[Extracted data entries]

↓↓↓

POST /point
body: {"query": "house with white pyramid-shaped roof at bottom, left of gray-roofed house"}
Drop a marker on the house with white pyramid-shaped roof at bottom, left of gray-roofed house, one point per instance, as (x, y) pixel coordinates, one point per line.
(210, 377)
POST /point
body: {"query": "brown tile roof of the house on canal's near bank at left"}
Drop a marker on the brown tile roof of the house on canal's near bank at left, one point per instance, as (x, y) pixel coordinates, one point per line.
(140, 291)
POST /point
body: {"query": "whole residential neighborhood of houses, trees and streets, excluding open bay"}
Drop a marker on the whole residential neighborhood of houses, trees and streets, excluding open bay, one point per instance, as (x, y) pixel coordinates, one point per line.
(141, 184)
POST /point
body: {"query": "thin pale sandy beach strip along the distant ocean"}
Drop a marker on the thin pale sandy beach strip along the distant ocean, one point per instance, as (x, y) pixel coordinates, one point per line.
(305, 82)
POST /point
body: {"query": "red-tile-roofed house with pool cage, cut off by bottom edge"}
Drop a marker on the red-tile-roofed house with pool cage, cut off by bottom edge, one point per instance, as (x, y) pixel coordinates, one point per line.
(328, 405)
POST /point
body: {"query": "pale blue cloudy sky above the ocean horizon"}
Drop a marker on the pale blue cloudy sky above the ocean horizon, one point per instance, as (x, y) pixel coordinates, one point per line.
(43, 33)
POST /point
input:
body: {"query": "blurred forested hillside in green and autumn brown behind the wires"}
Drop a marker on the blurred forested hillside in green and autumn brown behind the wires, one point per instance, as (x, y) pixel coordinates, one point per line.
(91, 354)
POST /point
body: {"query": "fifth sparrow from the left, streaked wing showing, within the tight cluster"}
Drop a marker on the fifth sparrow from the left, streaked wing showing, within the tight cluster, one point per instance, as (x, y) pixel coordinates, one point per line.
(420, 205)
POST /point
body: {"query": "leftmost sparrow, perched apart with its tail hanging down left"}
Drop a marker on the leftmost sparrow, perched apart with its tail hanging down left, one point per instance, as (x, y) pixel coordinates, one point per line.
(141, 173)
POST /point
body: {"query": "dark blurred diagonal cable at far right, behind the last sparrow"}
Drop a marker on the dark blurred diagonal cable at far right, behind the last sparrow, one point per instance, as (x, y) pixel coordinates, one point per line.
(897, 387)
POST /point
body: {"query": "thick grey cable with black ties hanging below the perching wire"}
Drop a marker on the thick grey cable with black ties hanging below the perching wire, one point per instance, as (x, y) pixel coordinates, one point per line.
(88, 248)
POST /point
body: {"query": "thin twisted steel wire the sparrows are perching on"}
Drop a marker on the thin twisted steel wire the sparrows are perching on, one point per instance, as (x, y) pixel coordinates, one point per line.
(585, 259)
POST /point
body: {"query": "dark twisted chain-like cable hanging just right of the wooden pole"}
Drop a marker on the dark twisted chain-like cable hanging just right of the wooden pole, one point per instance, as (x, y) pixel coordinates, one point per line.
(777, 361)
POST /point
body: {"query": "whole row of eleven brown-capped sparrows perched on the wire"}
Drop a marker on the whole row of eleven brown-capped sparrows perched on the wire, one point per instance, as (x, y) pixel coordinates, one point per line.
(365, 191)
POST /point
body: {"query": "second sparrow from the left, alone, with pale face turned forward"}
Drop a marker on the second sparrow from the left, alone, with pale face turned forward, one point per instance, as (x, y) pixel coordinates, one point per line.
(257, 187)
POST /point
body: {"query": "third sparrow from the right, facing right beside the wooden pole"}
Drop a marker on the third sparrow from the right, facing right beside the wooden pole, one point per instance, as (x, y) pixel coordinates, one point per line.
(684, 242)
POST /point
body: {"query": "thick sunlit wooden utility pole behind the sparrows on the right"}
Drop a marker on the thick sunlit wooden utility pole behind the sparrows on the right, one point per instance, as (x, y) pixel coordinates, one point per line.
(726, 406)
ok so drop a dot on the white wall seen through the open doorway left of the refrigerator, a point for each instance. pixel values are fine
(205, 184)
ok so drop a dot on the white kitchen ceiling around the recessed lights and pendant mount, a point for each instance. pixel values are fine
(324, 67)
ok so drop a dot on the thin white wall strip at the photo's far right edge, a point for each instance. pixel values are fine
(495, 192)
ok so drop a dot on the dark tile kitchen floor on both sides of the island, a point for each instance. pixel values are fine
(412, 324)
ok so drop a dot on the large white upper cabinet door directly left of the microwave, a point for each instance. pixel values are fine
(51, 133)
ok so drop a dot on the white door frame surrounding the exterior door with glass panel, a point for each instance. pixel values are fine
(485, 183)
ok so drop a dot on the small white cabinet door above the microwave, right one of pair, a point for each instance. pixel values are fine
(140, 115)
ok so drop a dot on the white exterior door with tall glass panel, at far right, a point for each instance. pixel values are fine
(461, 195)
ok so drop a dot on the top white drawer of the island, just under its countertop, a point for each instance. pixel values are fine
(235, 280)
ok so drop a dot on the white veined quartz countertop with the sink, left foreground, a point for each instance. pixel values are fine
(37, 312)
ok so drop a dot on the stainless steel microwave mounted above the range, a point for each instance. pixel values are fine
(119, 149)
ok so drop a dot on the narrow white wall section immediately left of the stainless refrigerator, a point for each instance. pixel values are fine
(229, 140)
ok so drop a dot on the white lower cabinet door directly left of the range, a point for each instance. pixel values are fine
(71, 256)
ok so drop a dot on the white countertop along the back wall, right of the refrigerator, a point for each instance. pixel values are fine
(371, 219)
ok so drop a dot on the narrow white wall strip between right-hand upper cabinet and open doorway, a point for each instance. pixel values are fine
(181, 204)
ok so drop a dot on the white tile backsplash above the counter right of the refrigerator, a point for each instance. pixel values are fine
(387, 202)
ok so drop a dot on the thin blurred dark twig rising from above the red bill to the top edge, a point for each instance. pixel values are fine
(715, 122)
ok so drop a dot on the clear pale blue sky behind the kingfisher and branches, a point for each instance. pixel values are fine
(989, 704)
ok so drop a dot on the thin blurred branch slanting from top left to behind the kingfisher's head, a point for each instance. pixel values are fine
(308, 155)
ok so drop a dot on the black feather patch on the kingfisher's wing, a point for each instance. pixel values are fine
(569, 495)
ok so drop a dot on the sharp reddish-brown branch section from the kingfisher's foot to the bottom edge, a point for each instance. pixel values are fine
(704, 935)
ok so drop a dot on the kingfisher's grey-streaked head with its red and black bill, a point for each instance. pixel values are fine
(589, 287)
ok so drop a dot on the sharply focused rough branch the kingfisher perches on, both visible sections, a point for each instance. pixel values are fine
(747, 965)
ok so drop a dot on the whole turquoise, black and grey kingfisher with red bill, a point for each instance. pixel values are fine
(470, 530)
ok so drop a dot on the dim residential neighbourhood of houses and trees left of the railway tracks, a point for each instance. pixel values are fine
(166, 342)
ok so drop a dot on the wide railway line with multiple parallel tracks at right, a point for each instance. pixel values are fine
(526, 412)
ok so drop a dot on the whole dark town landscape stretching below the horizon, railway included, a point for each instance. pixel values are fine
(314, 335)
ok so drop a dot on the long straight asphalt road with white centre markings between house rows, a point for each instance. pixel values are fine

↑↑↑

The answer must be a word-for-word transcription of every record above.

* **Solved exercise**
POST /point
body: {"query": "house with white pyramid-shaped roof at bottom, left of gray-roofed house"}
Drop a marker on the house with white pyramid-shaped roof at bottom, left of gray-roofed house, one point per instance, as (x, y) pixel coordinates, one point per line.
(210, 377)
POST /point
body: {"query": "brown tile roof of the house on canal's near bank at left"}
Drop a marker on the brown tile roof of the house on canal's near bank at left, one point per instance, as (x, y) pixel coordinates, one point per line.
(140, 291)
POST /point
body: {"query": "whole residential neighborhood of houses, trees and streets, excluding open bay"}
Drop a marker on the whole residential neighborhood of houses, trees and streets, excluding open bay, one point per instance, as (x, y) pixel coordinates, one point per line.
(141, 184)
POST /point
body: {"query": "thin pale sandy beach strip along the distant ocean"}
Drop a marker on the thin pale sandy beach strip along the distant ocean, one point per instance, as (x, y) pixel coordinates, one point per line.
(305, 82)
POST /point
body: {"query": "red-tile-roofed house with pool cage, cut off by bottom edge"}
Drop a marker on the red-tile-roofed house with pool cage, cut off by bottom edge, one point per instance, as (x, y) pixel coordinates, one point per line.
(328, 405)
POST /point
body: {"query": "pale blue cloudy sky above the ocean horizon"}
Drop a marker on the pale blue cloudy sky above the ocean horizon, one point per instance, as (x, y) pixel coordinates, one point per line.
(43, 33)
POST /point
input:
body: {"query": "blurred forested hillside in green and autumn brown behind the wires"}
Drop a marker on the blurred forested hillside in green and autumn brown behind the wires, one point per instance, as (x, y) pixel coordinates, one point per line.
(91, 354)
POST /point
body: {"query": "fifth sparrow from the left, streaked wing showing, within the tight cluster"}
Drop a marker on the fifth sparrow from the left, streaked wing showing, within the tight cluster, one point per instance, as (x, y) pixel coordinates, one point per line.
(420, 205)
POST /point
body: {"query": "leftmost sparrow, perched apart with its tail hanging down left"}
Drop a marker on the leftmost sparrow, perched apart with its tail hanging down left, one point per instance, as (x, y) pixel coordinates, one point per line.
(141, 173)
POST /point
body: {"query": "dark blurred diagonal cable at far right, behind the last sparrow"}
Drop a marker on the dark blurred diagonal cable at far right, behind the last sparrow, one point per instance, as (x, y) pixel coordinates, one point per line.
(897, 387)
POST /point
body: {"query": "thick grey cable with black ties hanging below the perching wire"}
Drop a marker on the thick grey cable with black ties hanging below the perching wire, one point per instance, as (x, y) pixel coordinates, one point per line.
(88, 248)
POST /point
body: {"query": "thin twisted steel wire the sparrows are perching on"}
Drop a marker on the thin twisted steel wire the sparrows are perching on, one point per instance, as (x, y) pixel coordinates, one point per line.
(585, 259)
POST /point
body: {"query": "dark twisted chain-like cable hanging just right of the wooden pole"}
Drop a marker on the dark twisted chain-like cable hanging just right of the wooden pole, one point per instance, as (x, y) pixel coordinates, one point per line.
(777, 361)
POST /point
body: {"query": "whole row of eleven brown-capped sparrows perched on the wire"}
Drop a marker on the whole row of eleven brown-capped sparrows perched on the wire, one point per instance, as (x, y) pixel coordinates, one point per line.
(365, 191)
POST /point
body: {"query": "second sparrow from the left, alone, with pale face turned forward"}
Drop a marker on the second sparrow from the left, alone, with pale face turned forward, one point per instance, as (x, y) pixel coordinates, one point per line.
(257, 187)
POST /point
body: {"query": "third sparrow from the right, facing right beside the wooden pole"}
Drop a marker on the third sparrow from the right, facing right beside the wooden pole, one point per instance, as (x, y) pixel coordinates, one point per line.
(684, 242)
POST /point
body: {"query": "thick sunlit wooden utility pole behind the sparrows on the right"}
Drop a marker on the thick sunlit wooden utility pole behind the sparrows on the right, one point per instance, as (x, y) pixel coordinates, one point per line.
(726, 406)
ok so drop a dot on the white wall seen through the open doorway left of the refrigerator, a point for each instance. pixel values are fine
(205, 184)
ok so drop a dot on the white kitchen ceiling around the recessed lights and pendant mount, a point for each instance. pixel values are fine
(324, 67)
ok so drop a dot on the thin white wall strip at the photo's far right edge, a point for each instance. pixel values are fine
(495, 192)
ok so drop a dot on the dark tile kitchen floor on both sides of the island, a point for each instance. pixel values are fine
(412, 324)
ok so drop a dot on the large white upper cabinet door directly left of the microwave, a point for each instance. pixel values are fine
(51, 133)
ok so drop a dot on the white door frame surrounding the exterior door with glass panel, a point for each instance. pixel values are fine
(485, 183)
ok so drop a dot on the small white cabinet door above the microwave, right one of pair, a point for each instance. pixel values are fine
(140, 115)
ok so drop a dot on the white exterior door with tall glass panel, at far right, a point for each instance. pixel values are fine
(461, 195)
ok so drop a dot on the top white drawer of the island, just under its countertop, a point for each instance. pixel values are fine
(235, 280)
ok so drop a dot on the white veined quartz countertop with the sink, left foreground, a point for each instance. pixel values are fine
(37, 312)
ok so drop a dot on the stainless steel microwave mounted above the range, a point for each instance. pixel values are fine
(119, 149)
ok so drop a dot on the narrow white wall section immediately left of the stainless refrigerator, a point for each instance. pixel values are fine
(229, 140)
ok so drop a dot on the white lower cabinet door directly left of the range, a point for each instance. pixel values are fine
(71, 256)
ok so drop a dot on the white countertop along the back wall, right of the refrigerator, a point for each instance. pixel values are fine
(371, 219)
ok so drop a dot on the narrow white wall strip between right-hand upper cabinet and open doorway, a point for each instance. pixel values are fine
(181, 204)
ok so drop a dot on the white tile backsplash above the counter right of the refrigerator, a point for each instance. pixel values are fine
(387, 202)
ok so drop a dot on the thin blurred dark twig rising from above the red bill to the top edge, a point for each instance. pixel values are fine
(715, 122)
ok so drop a dot on the clear pale blue sky behind the kingfisher and branches, a point for each instance. pixel values are fine
(989, 704)
ok so drop a dot on the thin blurred branch slanting from top left to behind the kingfisher's head, a point for each instance. pixel values are fine
(308, 155)
ok so drop a dot on the black feather patch on the kingfisher's wing, a point for each instance. pixel values are fine
(569, 495)
ok so drop a dot on the sharp reddish-brown branch section from the kingfisher's foot to the bottom edge, a point for each instance. pixel values are fine
(704, 935)
ok so drop a dot on the kingfisher's grey-streaked head with its red and black bill, a point for each instance. pixel values are fine
(589, 287)
ok so drop a dot on the sharply focused rough branch the kingfisher perches on, both visible sections, a point for each instance. pixel values are fine
(747, 965)
ok so drop a dot on the whole turquoise, black and grey kingfisher with red bill, a point for each instance. pixel values are fine
(470, 530)
ok so drop a dot on the dim residential neighbourhood of houses and trees left of the railway tracks, a point for each instance. pixel values are fine
(166, 342)
ok so drop a dot on the wide railway line with multiple parallel tracks at right, a point for each instance. pixel values are fine
(526, 412)
ok so drop a dot on the whole dark town landscape stretching below the horizon, railway included, a point for each instance. pixel values are fine
(314, 335)
ok so drop a dot on the long straight asphalt road with white centre markings between house rows, a point for each instance. pixel values are fine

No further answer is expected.